[Problem requirements] Would you restate, exactly as they appear, the lines from the one containing "Can you find the corrugated" through the end of the data below?

Records excerpted from a collection
━━━━
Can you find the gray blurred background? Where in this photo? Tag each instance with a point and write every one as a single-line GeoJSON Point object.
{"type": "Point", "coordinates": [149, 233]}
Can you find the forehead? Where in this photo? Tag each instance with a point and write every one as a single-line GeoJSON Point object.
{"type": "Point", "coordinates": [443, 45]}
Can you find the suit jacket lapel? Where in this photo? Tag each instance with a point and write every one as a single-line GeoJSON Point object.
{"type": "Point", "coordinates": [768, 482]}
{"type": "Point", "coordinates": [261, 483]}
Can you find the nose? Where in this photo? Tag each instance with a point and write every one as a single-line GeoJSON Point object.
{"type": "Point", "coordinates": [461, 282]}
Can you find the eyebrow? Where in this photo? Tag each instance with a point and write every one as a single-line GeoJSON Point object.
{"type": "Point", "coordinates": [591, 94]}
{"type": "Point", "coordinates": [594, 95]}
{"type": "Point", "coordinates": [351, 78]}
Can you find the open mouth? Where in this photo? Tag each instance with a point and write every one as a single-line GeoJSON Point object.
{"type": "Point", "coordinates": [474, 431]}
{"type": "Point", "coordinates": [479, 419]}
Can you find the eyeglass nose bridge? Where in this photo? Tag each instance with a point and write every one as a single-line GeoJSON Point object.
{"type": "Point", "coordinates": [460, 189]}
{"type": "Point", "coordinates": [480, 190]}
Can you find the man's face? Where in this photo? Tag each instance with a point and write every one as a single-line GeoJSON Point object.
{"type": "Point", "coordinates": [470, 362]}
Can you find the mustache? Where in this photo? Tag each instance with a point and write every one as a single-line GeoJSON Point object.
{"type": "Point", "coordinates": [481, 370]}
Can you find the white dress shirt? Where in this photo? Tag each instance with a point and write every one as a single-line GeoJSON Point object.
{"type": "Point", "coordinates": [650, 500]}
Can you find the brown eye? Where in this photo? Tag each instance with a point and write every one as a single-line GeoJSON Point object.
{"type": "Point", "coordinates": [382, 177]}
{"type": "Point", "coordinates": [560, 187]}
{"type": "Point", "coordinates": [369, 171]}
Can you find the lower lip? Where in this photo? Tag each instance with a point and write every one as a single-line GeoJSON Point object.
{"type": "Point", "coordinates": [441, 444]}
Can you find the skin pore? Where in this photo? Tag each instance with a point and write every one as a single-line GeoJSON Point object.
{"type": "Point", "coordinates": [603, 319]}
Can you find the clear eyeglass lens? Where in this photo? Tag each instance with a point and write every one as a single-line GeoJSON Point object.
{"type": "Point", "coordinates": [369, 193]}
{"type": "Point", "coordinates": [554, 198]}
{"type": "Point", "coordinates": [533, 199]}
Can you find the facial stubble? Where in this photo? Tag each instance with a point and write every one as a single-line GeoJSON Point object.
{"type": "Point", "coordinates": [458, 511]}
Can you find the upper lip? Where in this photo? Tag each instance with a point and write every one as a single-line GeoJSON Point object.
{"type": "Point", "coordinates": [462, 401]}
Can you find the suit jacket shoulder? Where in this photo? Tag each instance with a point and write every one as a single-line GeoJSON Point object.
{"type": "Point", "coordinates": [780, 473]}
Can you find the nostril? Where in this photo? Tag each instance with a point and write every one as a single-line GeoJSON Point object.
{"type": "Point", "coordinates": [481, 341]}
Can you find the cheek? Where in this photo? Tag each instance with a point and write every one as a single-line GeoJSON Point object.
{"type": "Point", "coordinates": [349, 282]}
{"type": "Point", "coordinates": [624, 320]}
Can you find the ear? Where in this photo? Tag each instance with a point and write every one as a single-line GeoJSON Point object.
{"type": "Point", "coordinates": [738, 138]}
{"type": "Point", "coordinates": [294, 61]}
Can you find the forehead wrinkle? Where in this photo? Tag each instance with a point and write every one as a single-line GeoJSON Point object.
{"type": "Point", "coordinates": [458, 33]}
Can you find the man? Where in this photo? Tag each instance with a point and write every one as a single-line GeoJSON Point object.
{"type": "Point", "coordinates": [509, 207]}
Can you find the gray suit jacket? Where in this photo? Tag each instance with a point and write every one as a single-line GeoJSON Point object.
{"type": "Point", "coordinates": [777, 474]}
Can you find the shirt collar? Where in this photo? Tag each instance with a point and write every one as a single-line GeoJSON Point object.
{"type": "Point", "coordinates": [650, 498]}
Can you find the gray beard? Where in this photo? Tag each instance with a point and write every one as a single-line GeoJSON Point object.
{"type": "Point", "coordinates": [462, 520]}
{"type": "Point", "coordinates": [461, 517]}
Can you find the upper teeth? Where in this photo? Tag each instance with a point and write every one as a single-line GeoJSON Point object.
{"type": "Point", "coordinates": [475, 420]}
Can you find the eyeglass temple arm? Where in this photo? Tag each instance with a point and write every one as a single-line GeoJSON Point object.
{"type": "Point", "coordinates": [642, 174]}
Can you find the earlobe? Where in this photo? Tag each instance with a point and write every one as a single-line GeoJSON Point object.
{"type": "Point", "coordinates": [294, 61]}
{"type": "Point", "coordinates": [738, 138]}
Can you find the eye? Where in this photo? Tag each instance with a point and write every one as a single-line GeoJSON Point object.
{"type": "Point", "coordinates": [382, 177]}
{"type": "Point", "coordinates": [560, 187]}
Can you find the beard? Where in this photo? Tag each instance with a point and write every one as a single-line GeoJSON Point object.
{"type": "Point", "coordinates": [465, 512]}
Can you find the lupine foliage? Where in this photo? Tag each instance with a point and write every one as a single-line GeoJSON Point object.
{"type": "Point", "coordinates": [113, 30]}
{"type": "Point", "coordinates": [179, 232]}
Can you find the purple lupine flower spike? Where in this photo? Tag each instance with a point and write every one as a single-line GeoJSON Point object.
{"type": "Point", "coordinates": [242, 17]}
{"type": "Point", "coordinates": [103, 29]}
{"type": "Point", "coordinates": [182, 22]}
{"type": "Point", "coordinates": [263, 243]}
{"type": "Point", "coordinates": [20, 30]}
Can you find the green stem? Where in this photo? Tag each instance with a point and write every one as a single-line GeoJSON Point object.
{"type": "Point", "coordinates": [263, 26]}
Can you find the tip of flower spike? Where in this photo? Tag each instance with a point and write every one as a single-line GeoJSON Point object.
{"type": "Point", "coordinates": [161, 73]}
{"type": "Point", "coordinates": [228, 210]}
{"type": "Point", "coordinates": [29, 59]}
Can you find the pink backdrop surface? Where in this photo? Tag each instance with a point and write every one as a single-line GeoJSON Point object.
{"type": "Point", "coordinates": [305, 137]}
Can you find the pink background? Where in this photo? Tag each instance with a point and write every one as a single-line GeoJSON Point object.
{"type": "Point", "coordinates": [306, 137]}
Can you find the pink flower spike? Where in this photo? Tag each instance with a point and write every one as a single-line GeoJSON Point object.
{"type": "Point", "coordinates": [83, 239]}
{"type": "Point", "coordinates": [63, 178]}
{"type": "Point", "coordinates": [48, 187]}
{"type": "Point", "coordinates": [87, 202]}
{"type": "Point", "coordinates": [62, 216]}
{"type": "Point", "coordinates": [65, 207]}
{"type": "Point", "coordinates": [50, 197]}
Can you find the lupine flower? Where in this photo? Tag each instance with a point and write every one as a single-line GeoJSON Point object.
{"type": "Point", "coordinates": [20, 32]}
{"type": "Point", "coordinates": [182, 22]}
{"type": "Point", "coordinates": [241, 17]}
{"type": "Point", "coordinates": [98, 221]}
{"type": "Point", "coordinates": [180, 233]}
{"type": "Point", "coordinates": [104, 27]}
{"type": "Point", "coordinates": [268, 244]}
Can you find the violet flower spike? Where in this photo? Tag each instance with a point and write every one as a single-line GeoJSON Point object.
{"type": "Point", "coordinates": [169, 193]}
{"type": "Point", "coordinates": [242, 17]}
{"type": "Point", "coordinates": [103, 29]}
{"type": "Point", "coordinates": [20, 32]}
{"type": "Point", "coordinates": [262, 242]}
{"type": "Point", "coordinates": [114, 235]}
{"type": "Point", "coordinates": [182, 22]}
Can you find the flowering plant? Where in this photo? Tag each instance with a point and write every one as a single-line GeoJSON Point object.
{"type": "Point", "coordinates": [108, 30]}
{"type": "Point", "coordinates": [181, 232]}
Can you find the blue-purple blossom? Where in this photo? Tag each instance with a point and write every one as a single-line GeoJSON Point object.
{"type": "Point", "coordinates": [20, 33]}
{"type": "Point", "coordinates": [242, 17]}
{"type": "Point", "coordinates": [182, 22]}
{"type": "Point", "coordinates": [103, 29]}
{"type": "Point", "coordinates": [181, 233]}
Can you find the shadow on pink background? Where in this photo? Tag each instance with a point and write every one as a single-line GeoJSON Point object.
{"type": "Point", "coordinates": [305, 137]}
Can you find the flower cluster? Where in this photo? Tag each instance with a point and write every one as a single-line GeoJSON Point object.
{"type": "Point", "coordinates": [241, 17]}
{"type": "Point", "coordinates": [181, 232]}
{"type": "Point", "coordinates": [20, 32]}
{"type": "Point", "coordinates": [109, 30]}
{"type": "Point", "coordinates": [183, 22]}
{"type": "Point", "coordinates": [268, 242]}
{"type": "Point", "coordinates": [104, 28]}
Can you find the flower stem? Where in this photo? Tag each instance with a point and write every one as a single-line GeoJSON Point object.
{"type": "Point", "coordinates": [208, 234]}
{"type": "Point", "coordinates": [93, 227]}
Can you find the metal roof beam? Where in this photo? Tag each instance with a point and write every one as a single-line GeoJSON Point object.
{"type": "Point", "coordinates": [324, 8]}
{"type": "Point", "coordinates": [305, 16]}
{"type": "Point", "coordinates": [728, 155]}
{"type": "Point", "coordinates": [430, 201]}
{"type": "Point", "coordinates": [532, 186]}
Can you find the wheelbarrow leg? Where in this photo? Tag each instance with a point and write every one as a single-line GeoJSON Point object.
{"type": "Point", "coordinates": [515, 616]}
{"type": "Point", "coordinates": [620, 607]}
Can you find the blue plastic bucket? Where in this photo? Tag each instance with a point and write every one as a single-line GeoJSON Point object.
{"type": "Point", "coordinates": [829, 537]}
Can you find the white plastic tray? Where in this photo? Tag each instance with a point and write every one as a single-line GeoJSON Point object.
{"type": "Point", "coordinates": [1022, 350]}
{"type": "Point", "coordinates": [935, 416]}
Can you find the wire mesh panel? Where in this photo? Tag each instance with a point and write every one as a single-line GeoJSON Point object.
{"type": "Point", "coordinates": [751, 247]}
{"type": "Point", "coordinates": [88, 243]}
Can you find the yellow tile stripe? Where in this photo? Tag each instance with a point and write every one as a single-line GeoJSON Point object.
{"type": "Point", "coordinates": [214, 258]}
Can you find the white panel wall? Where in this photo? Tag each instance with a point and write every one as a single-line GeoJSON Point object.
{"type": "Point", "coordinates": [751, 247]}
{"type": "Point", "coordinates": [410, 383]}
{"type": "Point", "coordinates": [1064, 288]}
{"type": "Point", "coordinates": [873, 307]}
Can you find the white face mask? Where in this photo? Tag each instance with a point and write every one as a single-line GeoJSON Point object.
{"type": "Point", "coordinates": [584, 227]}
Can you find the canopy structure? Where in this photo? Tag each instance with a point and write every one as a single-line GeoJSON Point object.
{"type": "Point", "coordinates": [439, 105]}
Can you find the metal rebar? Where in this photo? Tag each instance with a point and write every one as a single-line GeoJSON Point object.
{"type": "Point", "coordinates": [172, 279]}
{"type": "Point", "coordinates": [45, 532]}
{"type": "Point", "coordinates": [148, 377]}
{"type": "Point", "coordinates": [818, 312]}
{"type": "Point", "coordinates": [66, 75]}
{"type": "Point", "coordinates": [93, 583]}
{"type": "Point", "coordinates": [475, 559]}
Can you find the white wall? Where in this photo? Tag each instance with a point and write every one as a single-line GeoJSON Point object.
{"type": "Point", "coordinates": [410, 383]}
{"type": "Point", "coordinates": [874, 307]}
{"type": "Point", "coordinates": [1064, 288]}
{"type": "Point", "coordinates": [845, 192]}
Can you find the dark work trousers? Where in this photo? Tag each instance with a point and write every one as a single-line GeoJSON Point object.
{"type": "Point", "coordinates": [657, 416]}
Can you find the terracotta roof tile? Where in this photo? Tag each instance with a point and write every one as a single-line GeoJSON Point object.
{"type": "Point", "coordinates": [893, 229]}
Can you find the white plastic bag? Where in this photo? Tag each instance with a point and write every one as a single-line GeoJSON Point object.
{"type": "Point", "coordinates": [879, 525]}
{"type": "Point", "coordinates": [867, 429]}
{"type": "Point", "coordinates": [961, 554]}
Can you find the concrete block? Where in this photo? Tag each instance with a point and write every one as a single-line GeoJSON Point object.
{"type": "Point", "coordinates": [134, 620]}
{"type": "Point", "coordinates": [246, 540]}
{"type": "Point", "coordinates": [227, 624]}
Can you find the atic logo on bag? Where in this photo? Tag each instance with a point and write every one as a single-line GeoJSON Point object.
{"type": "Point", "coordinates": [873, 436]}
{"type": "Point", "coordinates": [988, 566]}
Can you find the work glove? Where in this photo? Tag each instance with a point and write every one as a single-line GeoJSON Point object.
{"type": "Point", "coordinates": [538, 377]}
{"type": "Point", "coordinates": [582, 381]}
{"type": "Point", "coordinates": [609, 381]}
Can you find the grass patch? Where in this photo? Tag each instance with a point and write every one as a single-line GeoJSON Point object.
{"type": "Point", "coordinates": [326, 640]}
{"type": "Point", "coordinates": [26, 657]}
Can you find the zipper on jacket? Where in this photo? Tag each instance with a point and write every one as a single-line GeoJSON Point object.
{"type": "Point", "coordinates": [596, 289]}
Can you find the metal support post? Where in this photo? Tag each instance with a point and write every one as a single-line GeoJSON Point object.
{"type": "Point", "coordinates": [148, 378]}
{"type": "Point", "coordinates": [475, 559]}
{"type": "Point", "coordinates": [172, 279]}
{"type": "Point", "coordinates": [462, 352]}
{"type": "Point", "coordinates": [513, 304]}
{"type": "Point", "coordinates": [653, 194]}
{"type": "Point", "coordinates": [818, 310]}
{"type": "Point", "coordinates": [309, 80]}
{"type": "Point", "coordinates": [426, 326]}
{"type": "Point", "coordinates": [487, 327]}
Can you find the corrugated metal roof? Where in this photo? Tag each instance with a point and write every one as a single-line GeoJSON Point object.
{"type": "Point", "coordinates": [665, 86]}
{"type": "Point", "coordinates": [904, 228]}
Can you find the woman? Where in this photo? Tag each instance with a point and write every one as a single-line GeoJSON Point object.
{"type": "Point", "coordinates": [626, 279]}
━━━━
[Solution to this problem]
Can you find the corrugated metal roof? Where in this photo? Tag each instance with a point and write every one as a single-line GeoJSON Point object.
{"type": "Point", "coordinates": [665, 86]}
{"type": "Point", "coordinates": [904, 228]}
Can you find the woman? Where in this photo? Tag each instance with a point and write every one as a single-line GeoJSON Point object.
{"type": "Point", "coordinates": [626, 279]}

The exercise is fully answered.